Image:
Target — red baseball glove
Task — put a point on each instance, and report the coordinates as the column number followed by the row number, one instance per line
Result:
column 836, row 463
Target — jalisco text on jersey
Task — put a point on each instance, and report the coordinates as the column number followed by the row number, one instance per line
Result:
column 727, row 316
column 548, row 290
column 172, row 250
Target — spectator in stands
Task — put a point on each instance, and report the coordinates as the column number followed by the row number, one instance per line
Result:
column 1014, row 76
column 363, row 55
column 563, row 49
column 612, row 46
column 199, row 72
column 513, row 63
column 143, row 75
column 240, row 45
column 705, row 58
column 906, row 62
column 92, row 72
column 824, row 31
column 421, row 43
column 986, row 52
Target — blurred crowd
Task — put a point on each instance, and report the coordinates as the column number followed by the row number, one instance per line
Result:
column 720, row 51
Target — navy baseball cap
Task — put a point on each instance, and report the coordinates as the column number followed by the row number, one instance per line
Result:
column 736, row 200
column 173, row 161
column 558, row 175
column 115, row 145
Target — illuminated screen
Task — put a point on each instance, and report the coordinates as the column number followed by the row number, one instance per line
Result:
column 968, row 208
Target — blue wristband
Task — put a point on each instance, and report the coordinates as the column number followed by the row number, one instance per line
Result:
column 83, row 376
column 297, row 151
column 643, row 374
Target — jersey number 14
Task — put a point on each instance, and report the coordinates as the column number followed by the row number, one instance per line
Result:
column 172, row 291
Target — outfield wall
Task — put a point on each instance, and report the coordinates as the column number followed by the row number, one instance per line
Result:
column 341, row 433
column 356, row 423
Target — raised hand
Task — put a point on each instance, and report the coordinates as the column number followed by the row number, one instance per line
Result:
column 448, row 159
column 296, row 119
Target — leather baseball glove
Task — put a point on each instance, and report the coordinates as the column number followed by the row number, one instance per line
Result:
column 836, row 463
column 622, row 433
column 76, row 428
━━━━━━━━━━
== WHAT TO DO ==
Reproduce the data from its start through the line containing "column 968, row 208", changing every "Result" to "Answer" and leaving everything else unchanged.

== EXERCISE ANSWER ==
Image:
Target — red baseball glove
Task — put a point on each instance, and report the coordinates as the column number followed by the row number, one instance per line
Answer:
column 836, row 463
Target — jalisco text on jersey
Task — put a point on each instance, and report the coordinates as the column number followed by the row number, one instance per line
Answer:
column 727, row 316
column 548, row 290
column 172, row 250
Target — spectator in stands
Task — put a point on each instance, and report the coordinates as the column number followed by the row number, one instance per line
Answer:
column 1014, row 76
column 363, row 55
column 563, row 49
column 612, row 46
column 199, row 72
column 513, row 63
column 143, row 75
column 240, row 45
column 705, row 58
column 906, row 62
column 92, row 72
column 824, row 31
column 421, row 43
column 986, row 52
Target — blurred crowd
Task — put a point on each instance, and report the coordinates as the column number followed by the row number, one instance per line
Answer:
column 720, row 51
Target — navy baseball cap
Task — put a point on each instance, and report the coordinates as the column number followed by the row number, one instance per line
Answer:
column 736, row 200
column 173, row 161
column 558, row 175
column 115, row 145
Target — illuminated screen
Task — put a point on each instance, and report the coordinates as the column number followed by the row number, one instance per line
Answer:
column 968, row 208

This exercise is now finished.